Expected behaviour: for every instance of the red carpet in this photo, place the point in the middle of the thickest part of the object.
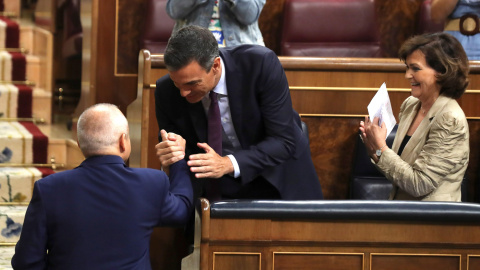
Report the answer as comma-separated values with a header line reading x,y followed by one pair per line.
x,y
40,143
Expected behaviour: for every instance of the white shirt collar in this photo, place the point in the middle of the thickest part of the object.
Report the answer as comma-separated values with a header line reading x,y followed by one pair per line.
x,y
221,87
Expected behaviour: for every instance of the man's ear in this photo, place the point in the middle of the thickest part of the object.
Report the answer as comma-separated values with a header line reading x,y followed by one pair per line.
x,y
216,64
122,142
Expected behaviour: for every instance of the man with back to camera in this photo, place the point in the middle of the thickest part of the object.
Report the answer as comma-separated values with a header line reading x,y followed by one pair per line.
x,y
263,153
101,214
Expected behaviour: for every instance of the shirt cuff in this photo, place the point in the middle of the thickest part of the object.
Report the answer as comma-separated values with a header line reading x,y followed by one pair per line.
x,y
236,168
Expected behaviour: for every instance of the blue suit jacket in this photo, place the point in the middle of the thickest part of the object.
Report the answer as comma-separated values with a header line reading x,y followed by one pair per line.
x,y
100,215
268,128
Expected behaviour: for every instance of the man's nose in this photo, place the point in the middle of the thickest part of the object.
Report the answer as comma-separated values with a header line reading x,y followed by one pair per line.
x,y
184,92
408,74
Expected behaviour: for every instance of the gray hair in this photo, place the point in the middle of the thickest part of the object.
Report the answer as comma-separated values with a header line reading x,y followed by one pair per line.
x,y
99,128
191,43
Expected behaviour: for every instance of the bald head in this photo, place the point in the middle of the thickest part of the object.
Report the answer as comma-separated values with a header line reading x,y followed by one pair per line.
x,y
101,129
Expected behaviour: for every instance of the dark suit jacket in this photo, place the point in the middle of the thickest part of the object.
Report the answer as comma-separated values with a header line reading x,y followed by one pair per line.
x,y
268,128
100,215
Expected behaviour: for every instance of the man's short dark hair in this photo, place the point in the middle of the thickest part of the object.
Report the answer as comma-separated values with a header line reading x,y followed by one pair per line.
x,y
444,54
191,43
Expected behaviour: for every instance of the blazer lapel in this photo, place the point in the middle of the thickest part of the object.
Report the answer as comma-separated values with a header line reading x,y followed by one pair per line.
x,y
199,120
234,80
419,136
404,126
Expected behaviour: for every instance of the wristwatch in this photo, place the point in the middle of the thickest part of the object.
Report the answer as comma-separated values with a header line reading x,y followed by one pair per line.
x,y
379,151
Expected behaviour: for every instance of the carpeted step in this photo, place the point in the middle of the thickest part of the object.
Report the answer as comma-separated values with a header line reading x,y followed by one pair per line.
x,y
16,183
22,143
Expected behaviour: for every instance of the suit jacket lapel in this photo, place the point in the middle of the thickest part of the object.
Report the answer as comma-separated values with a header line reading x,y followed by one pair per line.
x,y
234,80
403,127
199,120
422,129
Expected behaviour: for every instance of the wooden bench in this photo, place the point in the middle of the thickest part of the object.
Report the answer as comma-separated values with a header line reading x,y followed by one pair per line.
x,y
336,235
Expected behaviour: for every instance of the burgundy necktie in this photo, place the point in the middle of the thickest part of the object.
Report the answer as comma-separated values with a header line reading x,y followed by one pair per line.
x,y
215,141
214,124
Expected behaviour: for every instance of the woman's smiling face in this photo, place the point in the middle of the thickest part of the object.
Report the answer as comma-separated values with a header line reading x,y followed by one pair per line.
x,y
421,77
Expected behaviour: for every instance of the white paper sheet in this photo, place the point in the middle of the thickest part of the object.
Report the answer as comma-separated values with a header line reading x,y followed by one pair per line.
x,y
381,107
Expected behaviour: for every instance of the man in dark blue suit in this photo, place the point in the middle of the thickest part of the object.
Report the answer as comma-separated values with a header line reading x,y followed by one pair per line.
x,y
264,153
101,214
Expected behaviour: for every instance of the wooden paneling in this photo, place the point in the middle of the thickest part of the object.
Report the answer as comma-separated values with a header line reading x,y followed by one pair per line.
x,y
330,261
473,262
323,243
415,262
130,20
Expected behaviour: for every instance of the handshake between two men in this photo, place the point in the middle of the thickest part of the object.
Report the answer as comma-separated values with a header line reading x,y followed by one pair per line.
x,y
206,165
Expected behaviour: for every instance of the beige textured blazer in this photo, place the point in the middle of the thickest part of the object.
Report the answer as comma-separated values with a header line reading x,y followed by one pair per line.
x,y
434,161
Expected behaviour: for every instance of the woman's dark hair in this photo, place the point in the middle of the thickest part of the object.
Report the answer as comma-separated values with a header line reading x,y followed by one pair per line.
x,y
444,54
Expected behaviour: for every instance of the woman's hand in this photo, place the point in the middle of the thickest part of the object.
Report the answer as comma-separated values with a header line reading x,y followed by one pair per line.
x,y
373,136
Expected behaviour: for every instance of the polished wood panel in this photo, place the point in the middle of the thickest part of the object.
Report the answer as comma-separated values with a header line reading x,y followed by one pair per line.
x,y
340,244
473,262
331,261
237,261
130,16
415,262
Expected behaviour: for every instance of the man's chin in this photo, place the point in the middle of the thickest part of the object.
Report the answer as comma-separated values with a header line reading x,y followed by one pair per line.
x,y
193,99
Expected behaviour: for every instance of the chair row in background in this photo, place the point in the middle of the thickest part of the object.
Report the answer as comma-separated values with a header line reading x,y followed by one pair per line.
x,y
328,28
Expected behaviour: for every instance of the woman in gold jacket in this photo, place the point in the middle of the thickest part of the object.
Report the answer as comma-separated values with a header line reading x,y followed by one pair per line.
x,y
430,153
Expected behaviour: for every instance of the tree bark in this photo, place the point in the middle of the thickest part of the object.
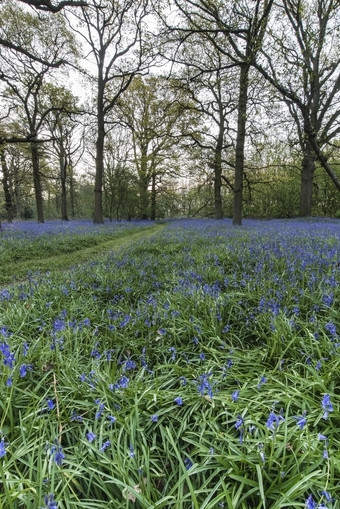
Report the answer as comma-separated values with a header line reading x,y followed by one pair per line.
x,y
240,144
37,182
218,175
98,183
153,198
63,165
143,187
307,177
5,183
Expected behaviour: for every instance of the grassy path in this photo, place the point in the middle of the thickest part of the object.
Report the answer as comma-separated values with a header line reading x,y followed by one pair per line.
x,y
17,271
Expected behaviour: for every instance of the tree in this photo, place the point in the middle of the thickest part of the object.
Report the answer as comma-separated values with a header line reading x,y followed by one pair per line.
x,y
113,33
156,112
66,135
236,30
208,80
301,60
24,79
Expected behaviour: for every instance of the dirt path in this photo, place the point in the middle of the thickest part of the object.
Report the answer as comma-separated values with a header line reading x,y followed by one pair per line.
x,y
16,272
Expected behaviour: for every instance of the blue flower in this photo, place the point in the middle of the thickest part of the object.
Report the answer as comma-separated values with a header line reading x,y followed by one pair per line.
x,y
273,421
326,405
2,448
188,463
58,454
105,445
327,496
310,503
261,382
301,421
90,436
50,404
50,503
235,395
239,422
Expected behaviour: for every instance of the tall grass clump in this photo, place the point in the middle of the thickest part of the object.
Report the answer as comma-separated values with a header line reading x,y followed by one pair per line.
x,y
195,369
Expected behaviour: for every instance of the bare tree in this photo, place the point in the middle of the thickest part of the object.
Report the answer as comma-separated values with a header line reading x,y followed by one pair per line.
x,y
113,34
301,60
236,30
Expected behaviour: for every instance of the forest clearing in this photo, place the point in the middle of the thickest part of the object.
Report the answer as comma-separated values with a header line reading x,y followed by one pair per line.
x,y
197,367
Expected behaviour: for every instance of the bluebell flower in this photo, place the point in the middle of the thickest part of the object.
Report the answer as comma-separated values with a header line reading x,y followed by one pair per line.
x,y
172,350
235,396
50,404
188,463
123,382
331,328
50,503
273,421
239,422
131,451
76,417
129,364
2,447
24,368
327,496
58,454
326,405
205,387
105,445
301,421
90,436
261,382
310,503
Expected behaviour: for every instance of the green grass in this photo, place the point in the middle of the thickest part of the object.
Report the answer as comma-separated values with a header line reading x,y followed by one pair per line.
x,y
42,255
245,333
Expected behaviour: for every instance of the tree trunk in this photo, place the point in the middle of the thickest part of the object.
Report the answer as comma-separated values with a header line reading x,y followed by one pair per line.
x,y
37,182
63,165
218,175
240,144
306,190
153,198
143,187
5,183
72,197
98,183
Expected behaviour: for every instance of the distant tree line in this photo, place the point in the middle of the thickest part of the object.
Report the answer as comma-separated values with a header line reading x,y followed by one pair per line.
x,y
126,109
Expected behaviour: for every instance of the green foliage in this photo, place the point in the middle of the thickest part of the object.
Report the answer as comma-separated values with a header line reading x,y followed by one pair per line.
x,y
187,371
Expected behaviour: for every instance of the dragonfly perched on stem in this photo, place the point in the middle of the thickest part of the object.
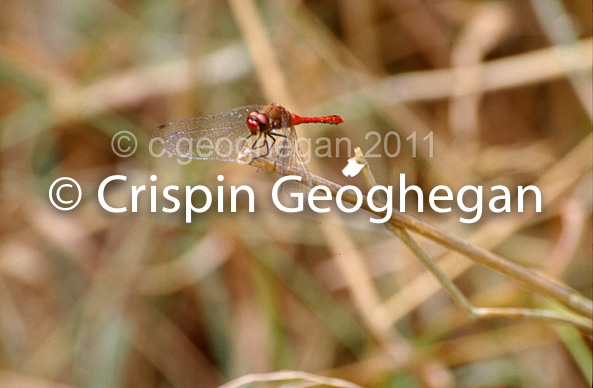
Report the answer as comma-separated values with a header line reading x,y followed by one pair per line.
x,y
242,135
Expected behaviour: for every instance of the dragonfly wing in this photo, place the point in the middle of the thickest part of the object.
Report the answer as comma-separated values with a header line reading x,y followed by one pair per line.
x,y
215,137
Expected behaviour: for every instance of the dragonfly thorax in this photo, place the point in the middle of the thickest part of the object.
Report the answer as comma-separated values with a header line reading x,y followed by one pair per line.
x,y
258,122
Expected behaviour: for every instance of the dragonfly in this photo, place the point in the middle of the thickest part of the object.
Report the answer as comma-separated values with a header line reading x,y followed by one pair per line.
x,y
242,135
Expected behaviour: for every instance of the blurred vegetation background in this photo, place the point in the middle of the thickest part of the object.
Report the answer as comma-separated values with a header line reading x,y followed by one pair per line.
x,y
89,298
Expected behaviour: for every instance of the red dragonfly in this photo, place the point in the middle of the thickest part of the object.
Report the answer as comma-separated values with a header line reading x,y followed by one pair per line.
x,y
256,131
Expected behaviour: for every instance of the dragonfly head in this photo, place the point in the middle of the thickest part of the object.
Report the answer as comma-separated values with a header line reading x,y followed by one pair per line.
x,y
257,122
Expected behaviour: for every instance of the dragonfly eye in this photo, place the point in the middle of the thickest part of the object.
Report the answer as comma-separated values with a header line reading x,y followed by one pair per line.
x,y
257,121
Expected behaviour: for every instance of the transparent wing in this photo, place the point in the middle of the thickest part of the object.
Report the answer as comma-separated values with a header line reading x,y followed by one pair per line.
x,y
215,137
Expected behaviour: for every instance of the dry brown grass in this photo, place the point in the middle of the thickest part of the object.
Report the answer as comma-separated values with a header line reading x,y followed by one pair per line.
x,y
89,298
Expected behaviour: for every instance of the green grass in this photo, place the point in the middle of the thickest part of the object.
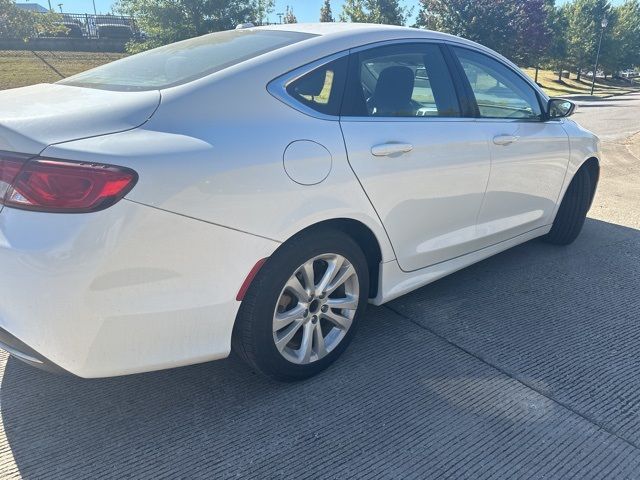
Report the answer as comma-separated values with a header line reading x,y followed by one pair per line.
x,y
19,68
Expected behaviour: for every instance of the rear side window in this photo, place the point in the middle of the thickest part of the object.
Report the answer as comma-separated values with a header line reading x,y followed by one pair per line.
x,y
403,80
322,88
184,61
499,91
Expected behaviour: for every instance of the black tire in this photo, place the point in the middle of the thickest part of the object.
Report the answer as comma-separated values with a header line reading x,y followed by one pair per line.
x,y
573,210
253,338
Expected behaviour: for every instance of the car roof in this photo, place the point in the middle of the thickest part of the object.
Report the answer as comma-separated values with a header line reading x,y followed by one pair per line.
x,y
345,29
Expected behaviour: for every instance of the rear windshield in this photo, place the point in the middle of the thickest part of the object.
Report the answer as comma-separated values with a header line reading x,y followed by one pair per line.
x,y
184,61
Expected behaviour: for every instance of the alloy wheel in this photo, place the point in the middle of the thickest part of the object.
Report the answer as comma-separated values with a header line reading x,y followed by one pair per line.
x,y
316,308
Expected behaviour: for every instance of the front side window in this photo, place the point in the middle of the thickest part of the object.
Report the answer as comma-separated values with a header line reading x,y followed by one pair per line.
x,y
184,61
322,88
403,80
499,91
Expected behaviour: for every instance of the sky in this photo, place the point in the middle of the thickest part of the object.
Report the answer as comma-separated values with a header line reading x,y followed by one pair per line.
x,y
305,10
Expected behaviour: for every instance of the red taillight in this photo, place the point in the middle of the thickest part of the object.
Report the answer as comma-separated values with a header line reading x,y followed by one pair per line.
x,y
48,185
10,165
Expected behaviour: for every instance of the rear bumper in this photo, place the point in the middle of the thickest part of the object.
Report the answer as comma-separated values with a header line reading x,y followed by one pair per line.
x,y
126,290
26,354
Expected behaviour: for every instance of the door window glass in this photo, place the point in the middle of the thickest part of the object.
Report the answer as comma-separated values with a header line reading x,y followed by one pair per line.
x,y
499,91
404,80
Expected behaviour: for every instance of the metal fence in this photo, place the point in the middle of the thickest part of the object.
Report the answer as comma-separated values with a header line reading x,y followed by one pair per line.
x,y
83,25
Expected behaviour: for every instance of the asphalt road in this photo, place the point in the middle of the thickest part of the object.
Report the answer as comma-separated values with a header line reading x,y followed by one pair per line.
x,y
526,365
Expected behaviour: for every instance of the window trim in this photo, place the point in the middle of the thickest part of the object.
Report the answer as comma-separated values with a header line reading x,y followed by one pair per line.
x,y
457,85
471,95
278,87
469,107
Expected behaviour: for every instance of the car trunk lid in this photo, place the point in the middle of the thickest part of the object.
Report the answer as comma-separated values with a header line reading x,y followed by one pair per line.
x,y
31,118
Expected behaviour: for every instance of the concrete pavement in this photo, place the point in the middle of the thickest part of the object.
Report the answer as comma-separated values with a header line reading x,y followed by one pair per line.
x,y
525,365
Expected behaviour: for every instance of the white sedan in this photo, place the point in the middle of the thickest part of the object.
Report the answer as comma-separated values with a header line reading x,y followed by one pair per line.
x,y
252,190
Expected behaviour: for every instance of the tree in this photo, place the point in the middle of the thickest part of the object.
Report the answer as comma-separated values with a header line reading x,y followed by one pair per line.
x,y
289,16
583,31
623,50
557,23
515,28
326,15
23,24
167,21
375,11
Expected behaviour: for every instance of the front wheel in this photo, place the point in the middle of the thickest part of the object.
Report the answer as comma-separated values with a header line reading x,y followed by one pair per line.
x,y
573,210
302,309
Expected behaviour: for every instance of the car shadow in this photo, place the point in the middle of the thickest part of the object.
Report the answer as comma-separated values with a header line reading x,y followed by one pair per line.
x,y
399,401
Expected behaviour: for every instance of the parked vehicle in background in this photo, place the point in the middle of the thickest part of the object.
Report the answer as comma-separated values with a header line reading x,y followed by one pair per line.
x,y
254,189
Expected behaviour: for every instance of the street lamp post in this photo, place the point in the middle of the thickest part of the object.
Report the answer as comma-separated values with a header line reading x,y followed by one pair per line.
x,y
604,24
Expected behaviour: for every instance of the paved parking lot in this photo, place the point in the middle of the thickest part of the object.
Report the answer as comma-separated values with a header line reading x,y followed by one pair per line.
x,y
526,365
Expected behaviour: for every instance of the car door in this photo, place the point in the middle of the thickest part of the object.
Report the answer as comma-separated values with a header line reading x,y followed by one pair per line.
x,y
422,165
529,154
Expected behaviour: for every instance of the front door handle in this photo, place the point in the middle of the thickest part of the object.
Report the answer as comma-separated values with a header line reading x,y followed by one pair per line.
x,y
505,139
391,148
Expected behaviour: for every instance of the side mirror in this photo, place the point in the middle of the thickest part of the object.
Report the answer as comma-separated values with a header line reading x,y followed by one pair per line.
x,y
560,107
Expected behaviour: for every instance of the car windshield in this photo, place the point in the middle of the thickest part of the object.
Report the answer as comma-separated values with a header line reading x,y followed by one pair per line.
x,y
184,61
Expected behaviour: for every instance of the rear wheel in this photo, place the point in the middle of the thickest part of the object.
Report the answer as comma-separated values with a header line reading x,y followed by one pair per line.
x,y
302,309
573,210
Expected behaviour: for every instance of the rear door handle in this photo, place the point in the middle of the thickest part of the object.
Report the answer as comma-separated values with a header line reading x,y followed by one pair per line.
x,y
391,148
505,139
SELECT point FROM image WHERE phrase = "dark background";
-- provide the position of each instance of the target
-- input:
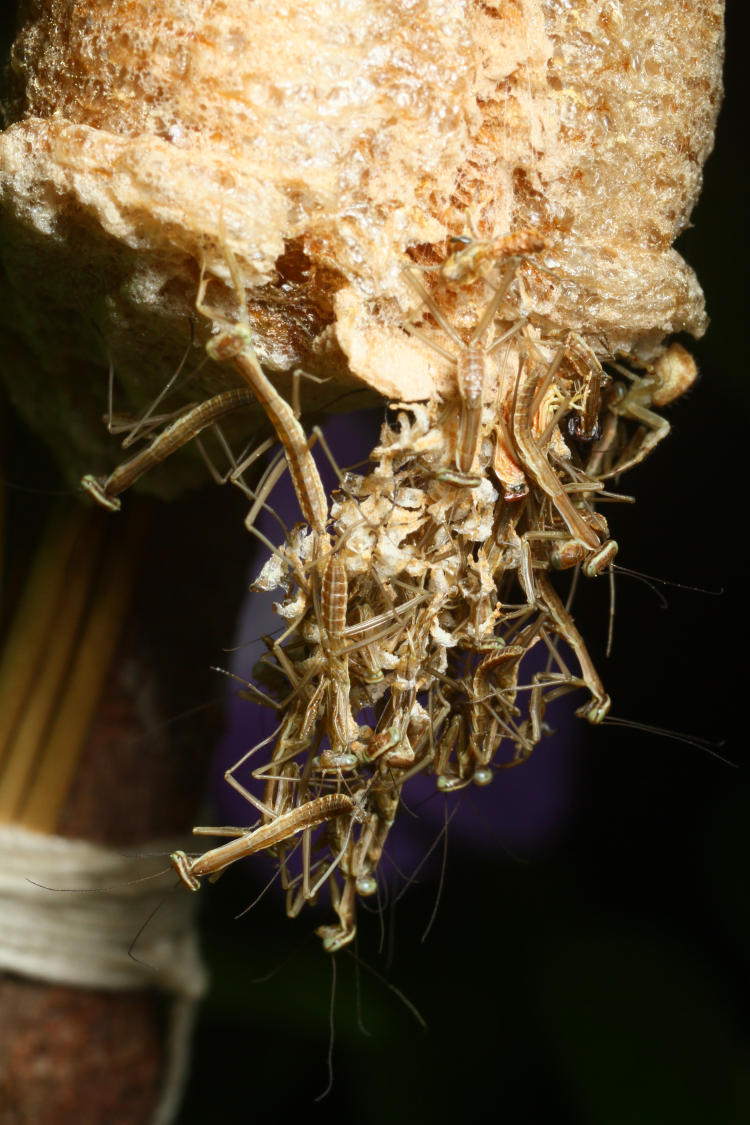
(599, 974)
(595, 973)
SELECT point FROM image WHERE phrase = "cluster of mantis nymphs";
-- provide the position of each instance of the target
(412, 597)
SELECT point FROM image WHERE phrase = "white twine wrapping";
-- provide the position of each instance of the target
(78, 928)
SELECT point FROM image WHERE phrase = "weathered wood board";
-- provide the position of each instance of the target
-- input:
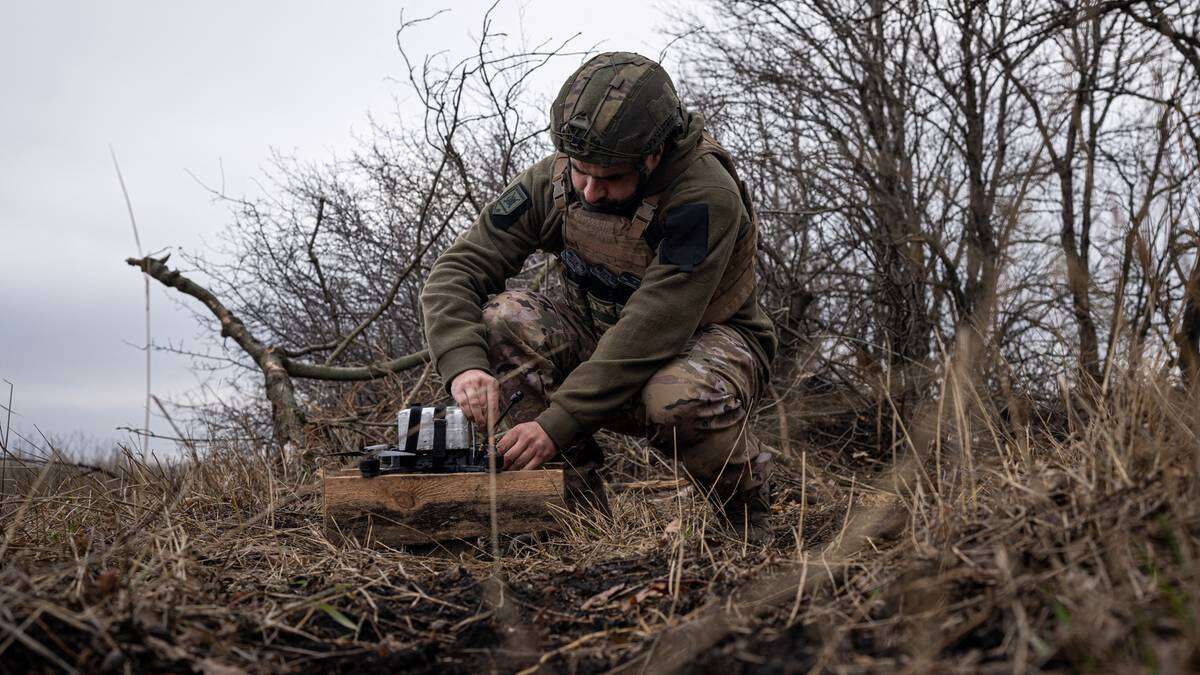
(413, 508)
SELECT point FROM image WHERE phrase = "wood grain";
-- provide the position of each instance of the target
(415, 508)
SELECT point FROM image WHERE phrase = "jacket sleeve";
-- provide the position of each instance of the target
(659, 317)
(478, 264)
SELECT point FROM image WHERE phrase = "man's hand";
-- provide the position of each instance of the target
(477, 393)
(526, 446)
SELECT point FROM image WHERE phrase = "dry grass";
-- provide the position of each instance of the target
(1065, 544)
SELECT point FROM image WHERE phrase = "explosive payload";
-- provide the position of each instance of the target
(435, 440)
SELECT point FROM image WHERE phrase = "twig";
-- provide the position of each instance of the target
(137, 239)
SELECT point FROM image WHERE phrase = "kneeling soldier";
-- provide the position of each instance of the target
(660, 333)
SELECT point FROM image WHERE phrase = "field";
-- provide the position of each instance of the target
(1067, 541)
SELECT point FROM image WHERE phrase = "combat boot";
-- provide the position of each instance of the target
(748, 509)
(583, 488)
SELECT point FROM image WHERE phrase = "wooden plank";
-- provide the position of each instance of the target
(412, 508)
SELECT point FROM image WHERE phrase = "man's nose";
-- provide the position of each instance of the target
(593, 191)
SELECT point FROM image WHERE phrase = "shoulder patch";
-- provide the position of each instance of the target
(509, 207)
(685, 237)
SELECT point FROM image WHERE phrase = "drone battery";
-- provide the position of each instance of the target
(435, 429)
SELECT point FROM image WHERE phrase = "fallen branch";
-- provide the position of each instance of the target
(277, 369)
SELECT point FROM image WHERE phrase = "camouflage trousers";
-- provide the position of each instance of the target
(694, 410)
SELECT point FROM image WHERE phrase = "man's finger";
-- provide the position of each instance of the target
(478, 400)
(493, 400)
(535, 461)
(513, 457)
(505, 441)
(466, 405)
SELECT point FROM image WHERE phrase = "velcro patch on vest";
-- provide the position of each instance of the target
(685, 243)
(510, 207)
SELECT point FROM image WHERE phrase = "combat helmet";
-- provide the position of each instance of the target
(617, 107)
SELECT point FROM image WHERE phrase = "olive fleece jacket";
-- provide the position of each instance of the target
(657, 321)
━━━━━━━━━━━━━━━━━━━━
* To do: Leave out the pictures and repeat exactly the lines from the start of the material through the line that contains "Expected behaviour: for every instance of the man's ear", both included.

* Task output:
Expected behaviour: for every instance of the red carpet in this photo, place the point in the middle of the thickest part of the object.
Report the answer as comma-separated values with a header line reading x,y followed by one pair per line.
x,y
40,143
Expected behaviour: for every instance of the white shirt collar in this photo, place the point in the middle of the thickest part of the object.
Report the answer as comma-separated values with a header line reading x,y followed by one pair per line.
x,y
221,87
Expected behaviour: for every instance of the man's ear in this photo, place the point in the middle of the thickest part of the object.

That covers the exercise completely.